Excerpt to read:
________________________
Skeleton Man is a 2004 made-for-tv slasher film directed by Johnny Martin and starring Michael Rooker and Casper Van Dien. It was aired from Sci Fi Channel on March 1, 2004. In the film, the titular Skeleton Man stalks a squad of soldiers.

Plot
The film opens with an archaeologist looking at some artifacts he has dug up from an Indian burial ground.  Among these items is the skull of an Indian chief, Skeleton Man appears through a portal and kills the archaeologist. Skeleton Man then chases the archaeologist's assistant to a power plant, killing her and the two men working there.

Skeleton Man, now on horseback, kills a soldier and chases his partner. Before being killed, the second soldier manages to record a video and send it back to his bosses. They receive it and send in Delta Force to deal with this unknown threat.

As they advance, a female soldier falls behind and is impaled through the chest. The team finds an old Indian man who tells them that Skeleton Man, known as Cottonmouth Joe, was a genocidal warrior who killed the old man's tribe and is now stalking the soldiers. The team pays him no heed.

Meanwhile, Cottonmouth Joe slaughters the workers at an oil pumping station. That night, two sentries are also killed (but are technically MIA as their bodies are never found). The team's scout (Casper Van Dien) also disappears.
________________________
Material supplied:
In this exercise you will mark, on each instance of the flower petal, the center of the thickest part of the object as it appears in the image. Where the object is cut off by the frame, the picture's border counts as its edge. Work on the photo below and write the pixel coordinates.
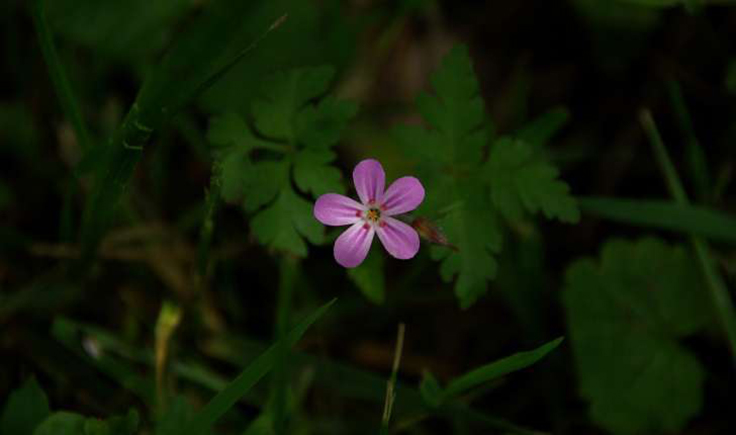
(404, 194)
(399, 239)
(370, 180)
(352, 245)
(335, 210)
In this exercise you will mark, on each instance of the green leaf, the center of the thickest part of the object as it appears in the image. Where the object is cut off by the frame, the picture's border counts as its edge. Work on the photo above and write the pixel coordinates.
(499, 368)
(312, 172)
(370, 277)
(322, 125)
(127, 425)
(211, 46)
(520, 181)
(287, 93)
(541, 130)
(431, 391)
(730, 80)
(463, 192)
(62, 423)
(25, 409)
(625, 315)
(176, 418)
(283, 224)
(225, 400)
(655, 3)
(456, 111)
(96, 24)
(301, 133)
(229, 130)
(473, 228)
(664, 215)
(6, 196)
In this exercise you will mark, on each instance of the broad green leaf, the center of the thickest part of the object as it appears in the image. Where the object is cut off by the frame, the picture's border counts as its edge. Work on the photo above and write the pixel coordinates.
(370, 277)
(664, 215)
(500, 368)
(299, 129)
(520, 180)
(61, 423)
(472, 226)
(25, 409)
(223, 401)
(625, 314)
(464, 193)
(541, 130)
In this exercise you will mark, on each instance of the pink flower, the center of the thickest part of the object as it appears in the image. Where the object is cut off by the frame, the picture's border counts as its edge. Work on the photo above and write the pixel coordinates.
(372, 215)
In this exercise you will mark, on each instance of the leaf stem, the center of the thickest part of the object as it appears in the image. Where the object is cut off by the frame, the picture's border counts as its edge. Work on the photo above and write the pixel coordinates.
(718, 292)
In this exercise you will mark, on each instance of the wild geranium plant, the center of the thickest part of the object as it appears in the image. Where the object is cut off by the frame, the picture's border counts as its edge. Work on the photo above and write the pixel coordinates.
(372, 215)
(476, 178)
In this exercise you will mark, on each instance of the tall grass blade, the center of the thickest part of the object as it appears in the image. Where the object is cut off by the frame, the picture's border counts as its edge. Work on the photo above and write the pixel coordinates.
(718, 292)
(223, 401)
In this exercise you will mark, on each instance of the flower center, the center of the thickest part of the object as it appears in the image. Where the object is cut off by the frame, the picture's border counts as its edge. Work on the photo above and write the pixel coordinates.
(373, 214)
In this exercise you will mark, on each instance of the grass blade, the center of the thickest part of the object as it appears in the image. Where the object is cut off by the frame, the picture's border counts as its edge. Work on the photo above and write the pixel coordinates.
(223, 401)
(500, 368)
(697, 163)
(718, 292)
(184, 72)
(665, 215)
(61, 83)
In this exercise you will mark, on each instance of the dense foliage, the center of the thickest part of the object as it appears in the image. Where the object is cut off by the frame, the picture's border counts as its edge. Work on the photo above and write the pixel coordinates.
(163, 271)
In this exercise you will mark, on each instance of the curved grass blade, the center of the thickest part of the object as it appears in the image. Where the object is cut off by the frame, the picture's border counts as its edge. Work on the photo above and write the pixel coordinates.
(56, 71)
(719, 295)
(665, 215)
(223, 401)
(499, 368)
(213, 46)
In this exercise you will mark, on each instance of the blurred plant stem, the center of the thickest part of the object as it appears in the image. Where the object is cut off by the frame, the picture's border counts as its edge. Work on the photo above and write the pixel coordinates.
(391, 384)
(288, 275)
(718, 292)
(168, 320)
(63, 88)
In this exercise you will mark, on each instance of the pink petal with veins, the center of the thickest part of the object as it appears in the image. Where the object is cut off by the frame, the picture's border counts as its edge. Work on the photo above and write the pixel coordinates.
(399, 239)
(352, 246)
(404, 194)
(370, 180)
(335, 210)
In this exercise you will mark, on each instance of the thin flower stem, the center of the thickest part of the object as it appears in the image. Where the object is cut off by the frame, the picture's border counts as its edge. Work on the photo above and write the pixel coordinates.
(56, 71)
(718, 292)
(391, 385)
(288, 273)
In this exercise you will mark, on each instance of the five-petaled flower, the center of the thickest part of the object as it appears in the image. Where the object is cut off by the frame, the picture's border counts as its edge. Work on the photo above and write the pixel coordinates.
(372, 215)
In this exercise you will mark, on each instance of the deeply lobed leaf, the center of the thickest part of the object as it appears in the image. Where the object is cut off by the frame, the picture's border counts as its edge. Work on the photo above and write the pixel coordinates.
(625, 314)
(296, 131)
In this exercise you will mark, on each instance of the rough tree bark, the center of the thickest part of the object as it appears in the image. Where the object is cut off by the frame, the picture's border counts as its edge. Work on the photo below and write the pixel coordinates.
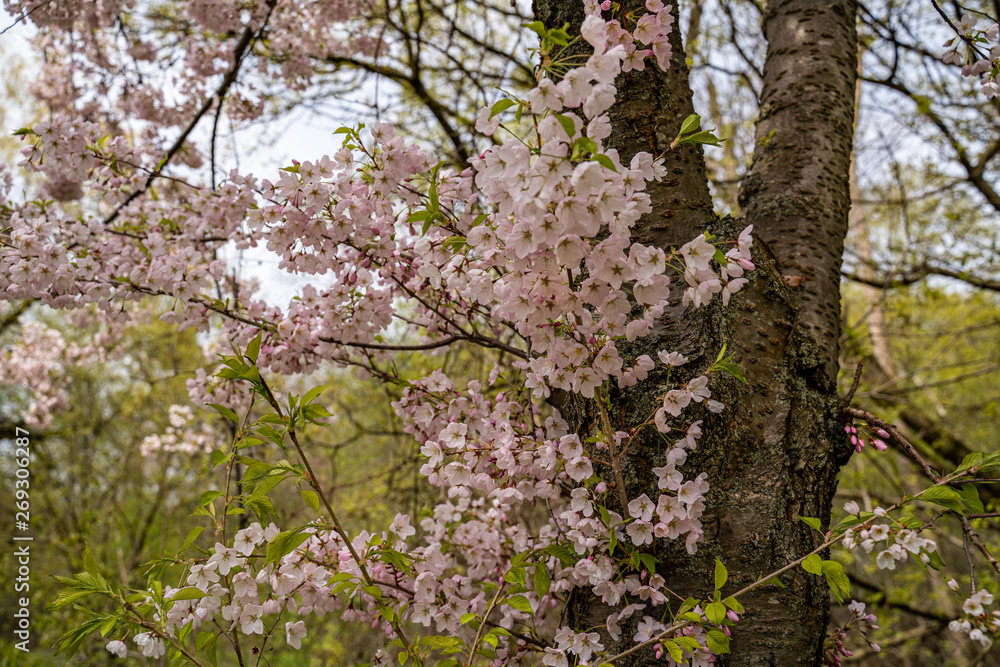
(775, 451)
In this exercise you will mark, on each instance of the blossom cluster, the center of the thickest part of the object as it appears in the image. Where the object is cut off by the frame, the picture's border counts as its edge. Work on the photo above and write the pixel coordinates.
(978, 63)
(530, 251)
(873, 434)
(898, 540)
(977, 623)
(179, 435)
(835, 649)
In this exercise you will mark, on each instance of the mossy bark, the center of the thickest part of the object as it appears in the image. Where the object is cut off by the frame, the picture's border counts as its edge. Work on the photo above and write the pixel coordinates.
(775, 452)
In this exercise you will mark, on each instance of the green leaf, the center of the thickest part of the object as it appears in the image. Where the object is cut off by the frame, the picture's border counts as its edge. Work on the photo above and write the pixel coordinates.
(813, 564)
(812, 522)
(225, 412)
(208, 497)
(649, 562)
(89, 564)
(520, 603)
(970, 498)
(565, 556)
(285, 543)
(253, 347)
(972, 459)
(191, 537)
(541, 580)
(674, 649)
(313, 394)
(568, 125)
(501, 105)
(717, 641)
(604, 161)
(189, 593)
(690, 124)
(720, 574)
(945, 496)
(108, 625)
(690, 603)
(702, 138)
(840, 584)
(689, 643)
(536, 27)
(715, 612)
(311, 498)
(516, 575)
(218, 457)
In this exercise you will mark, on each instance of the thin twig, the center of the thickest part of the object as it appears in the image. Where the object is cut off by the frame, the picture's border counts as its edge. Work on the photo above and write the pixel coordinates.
(219, 95)
(854, 386)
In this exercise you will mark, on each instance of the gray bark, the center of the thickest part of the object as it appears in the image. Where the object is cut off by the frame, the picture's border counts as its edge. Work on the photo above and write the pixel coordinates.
(775, 451)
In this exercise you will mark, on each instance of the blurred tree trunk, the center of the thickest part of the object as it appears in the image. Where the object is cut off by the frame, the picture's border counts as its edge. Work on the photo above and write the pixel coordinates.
(775, 451)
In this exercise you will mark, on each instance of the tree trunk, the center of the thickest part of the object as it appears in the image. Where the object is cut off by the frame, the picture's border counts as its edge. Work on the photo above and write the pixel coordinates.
(775, 451)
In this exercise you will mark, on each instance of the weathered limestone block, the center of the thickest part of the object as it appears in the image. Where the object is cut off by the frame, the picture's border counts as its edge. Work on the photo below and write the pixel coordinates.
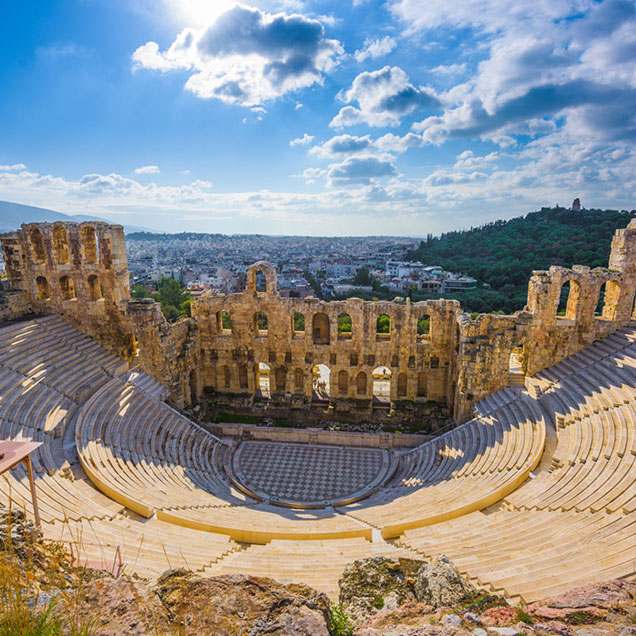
________________________
Written request 1:
Transcribe the part of the Skeleton Man summary that opens with the words containing "Skeleton Man, now" and closes with "Dien) also disappears.".
Written request 2:
Carry the Skeleton Man plot summary forward past its last sentence.
The material above is separate from the Skeleton Man summary.

Reply 1:
Skeleton Man, now on horseback, kills a soldier and chases his partner. Before being killed, the second soldier manages to record a video and send it back to his bosses. They receive it and send in Delta Force to deal with this unknown threat.

As they advance, a female soldier falls behind and is impaled through the chest. The team finds an old Indian man who tells them that Skeleton Man, known as Cottonmouth Joe, was a genocidal warrior who killed the old man's tribe and is now stalking the soldiers. The team pays him no heed.

Meanwhile, Cottonmouth Joe slaughters the workers at an oil pumping station. That night, two sentries are also killed (but are technically MIA as their bodies are never found). The team's scout (Casper Van Dien) also disappears.

Reply 2:
The next day, the team encounters Cottonmouth Joe. The heavy weapons specialist charges him but is killed and the team opens fire to no effect. A support helicopter of Citizen's Militia is also destroyed. One man goes to recover the heavy weapons specialist's body but finds it missing. The squad then discovers the team scout, whom they accidentally shot in the firefight (Cottonmouth Joe having captured him and put him in a location to be shot). The team tries to lure their adversary into a trap, but run out of ammo. Another trooper is killed, as is the team sharpshooter who has her skull crushed by a tomahawk.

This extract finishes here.